Finding shade isn’t always easy in Dallas, Texas. Though home to one of the nation’s largest urban forests—the 6,000-acre Great Trinity Forest—there’s a dearth of trees in the rest of the city. At the same time, the urban heat island effect has made Dallas one of the fastest-warming cities in the United States.
“If we continue to add impervious surfaces and remove trees, we could have an urban heat island that covers almost half the city,” said Matt Grubisich, director of operations and urban forestry at the local Texas Trees Foundation.
That’s why earlier this year, volunteers spread out across the barren sidewalks of Oak Cliff, one of the city’s most vulnerable neighborhoods. With shovels and pick axes in hand, they began digging. The goal is to eventually plant 1,000 trees; so far, some 500 saplings are in the ground as part of a project called Cool and Connected Oak Cliff. Planting trees is a common low-tech solution to battle the heat island, but high temperatures are just one target of this ambitious project. Using sophisticated data and GIS technology, it also aims to harness the many other benefits of trees, from improving public health to taming traffic on the streets.

■ **TO-DO LIST**
a) Reproduce the Dallas tree-planting passage between "That’s why earlier" and "on the streets.", inclusive, substituting "young trees" for "saplings".
b) State only the number of lines in the entries that contain the string "every", with case counting.

■ **DATASET ROWS**
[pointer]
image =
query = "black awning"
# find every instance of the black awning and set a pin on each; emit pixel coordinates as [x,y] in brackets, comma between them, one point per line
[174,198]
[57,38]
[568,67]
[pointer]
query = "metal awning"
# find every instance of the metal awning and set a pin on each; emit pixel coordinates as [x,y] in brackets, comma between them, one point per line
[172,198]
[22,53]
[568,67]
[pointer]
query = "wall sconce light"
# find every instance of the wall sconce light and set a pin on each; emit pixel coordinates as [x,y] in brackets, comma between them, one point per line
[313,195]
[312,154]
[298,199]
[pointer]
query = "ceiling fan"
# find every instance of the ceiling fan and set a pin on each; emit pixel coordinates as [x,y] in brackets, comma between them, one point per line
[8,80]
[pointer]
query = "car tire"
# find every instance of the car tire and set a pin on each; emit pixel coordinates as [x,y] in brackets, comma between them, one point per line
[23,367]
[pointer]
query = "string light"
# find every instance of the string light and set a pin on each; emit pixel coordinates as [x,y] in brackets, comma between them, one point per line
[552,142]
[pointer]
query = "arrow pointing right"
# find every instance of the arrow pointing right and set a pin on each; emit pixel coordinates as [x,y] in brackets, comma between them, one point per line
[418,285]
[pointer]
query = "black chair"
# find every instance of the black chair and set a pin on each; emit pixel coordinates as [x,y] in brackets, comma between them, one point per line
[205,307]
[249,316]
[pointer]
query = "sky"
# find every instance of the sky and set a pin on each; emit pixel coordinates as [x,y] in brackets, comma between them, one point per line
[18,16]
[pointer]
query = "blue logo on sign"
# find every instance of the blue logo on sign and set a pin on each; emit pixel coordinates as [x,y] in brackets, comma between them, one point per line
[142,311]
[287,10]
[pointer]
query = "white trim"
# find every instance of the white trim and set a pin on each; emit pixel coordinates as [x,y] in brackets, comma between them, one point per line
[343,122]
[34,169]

■ **TASK RESULTS**
a)
That’s why earlier this year, volunteers spread out across the barren sidewalks of Oak Cliff, one of the city’s most vulnerable neighborhoods. With shovels and pick axes in hand, they began digging. The goal is to eventually plant 1,000 trees; so far, some 500 young trees are in the ground as part of a project called Cool and Connected Oak Cliff. Planting trees is a common low-tech solution to battle the heat island, but high temperatures are just one target of this ambitious project. Using sophisticated data and GIS technology, it also aims to harness the many other benefits of trees, from improving public health to taming traffic on the streets.

b) 11